• _Exercise A_
In the article on electric vehicles and oil consumption, at what average rate did global oil demand grow from 2000 to 2007?
• _Exercise B_
Please state whether each statement agrees with the article on electric vehicles and oil consumption, answering yes or no and quoting the deciding words: (i) Oil prices are expected to rise as the world moves away from gasoline-fueled cars. (ii) Peak oil theory was widely reported in the 2000s. (iii) Strong demand in China was one cause of oil demand growth in the 2000s.
• _Exercise C_
Transcribe the passage of the oil consumption article starting at "Oil prices will" and ending at "a supply peak.".

• _Text_
....
Moving toward Electric Vehicles Will Cause Dramatic Changes in Oil Consumption: Rising Dependence on the Middle East and Geopolitical Risks | Discuss Japan-Japan Foreign Policy Forum
Discuss Japan > Archives > Economy > Moving toward Electric Vehicles Will Cause Dramatic Changes in Oil Consumption: Rising Dependence on the Middle East and Geopolitical Risks
Economy, No.50  Nov. 28, 2018

Moving toward Electric Vehicles Will Cause Dramatic Changes in Oil Consumption: Rising Dependence on the Middle East and Geopolitical Risks

Oil prices will fall and relative dependence on the Middle East will increase as a result of changes, such as the global movement away from gasoline-fueled cars. Photo: Public Domain


Oil occupies a central position in the global energy market. In the 2000s (2000 to 2007), global demand for oil grew at an average rate of 1.3 million barrels per day (Mb/d) due to such issues as brisk demand in China. At that time, peak oil theory (theory of an oil supply peak) received wide coverage. Excess liquidity in financial markets caused crude oil prices to soar, resulting in a tight supply and demand balance, which emphasized concern about a supply peak.
....
• _Information supplied_
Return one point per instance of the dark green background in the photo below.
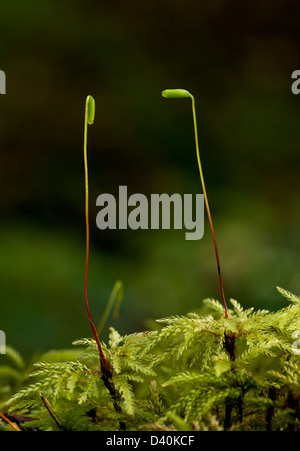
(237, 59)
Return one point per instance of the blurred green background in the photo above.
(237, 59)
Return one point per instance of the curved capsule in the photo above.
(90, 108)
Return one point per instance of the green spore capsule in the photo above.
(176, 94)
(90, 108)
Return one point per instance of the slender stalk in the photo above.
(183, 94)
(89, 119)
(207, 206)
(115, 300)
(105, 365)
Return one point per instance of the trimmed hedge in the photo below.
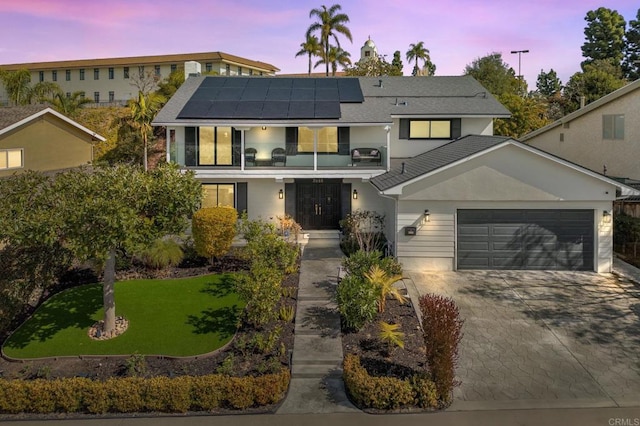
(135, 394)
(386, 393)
....
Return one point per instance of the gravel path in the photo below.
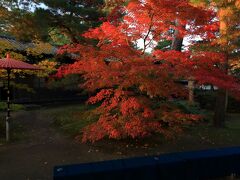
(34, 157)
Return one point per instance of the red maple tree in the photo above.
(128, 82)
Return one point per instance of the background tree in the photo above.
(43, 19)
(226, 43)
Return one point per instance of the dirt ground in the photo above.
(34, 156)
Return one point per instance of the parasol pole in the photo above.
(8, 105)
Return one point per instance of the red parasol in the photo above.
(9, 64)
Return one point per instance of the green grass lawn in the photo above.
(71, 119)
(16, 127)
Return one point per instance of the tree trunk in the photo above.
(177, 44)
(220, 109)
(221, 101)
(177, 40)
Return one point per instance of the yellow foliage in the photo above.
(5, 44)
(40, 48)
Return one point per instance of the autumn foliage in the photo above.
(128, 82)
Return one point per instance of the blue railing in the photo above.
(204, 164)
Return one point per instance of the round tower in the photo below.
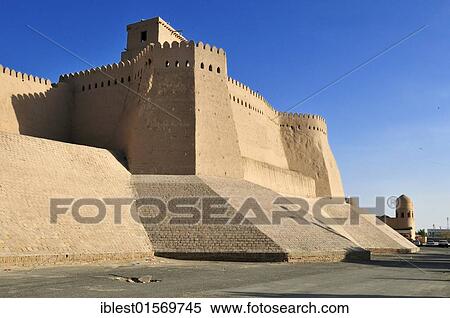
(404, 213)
....
• _Task response A_
1.3 million barrels per day (Mb/d).

• _Task response B_
(i) No: "Oil prices will fall and relative dependence on the Middle East will increase"
(ii) Yes: "peak oil theory (theory of an oil supply peak) received wide coverage"
(iii) Yes: "due to such issues as brisk demand in China"

• _Task response C_
Oil prices will fall and relative dependence on the Middle East will increase as a result of changes, such as the global movement away from gasoline-fueled cars. Photo: Public Domain


Oil occupies a central position in the global energy market. In the 2000s (2000 to 2007), global demand for oil grew at an average rate of 1.3 million barrels per day (Mb/d) due to such issues as brisk demand in China. At that time, peak oil theory (theory of an oil supply peak) received wide coverage. Excess liquidity in financial markets caused crude oil prices to soar, resulting in a tight supply and demand balance, which emphasized concern about a supply peak.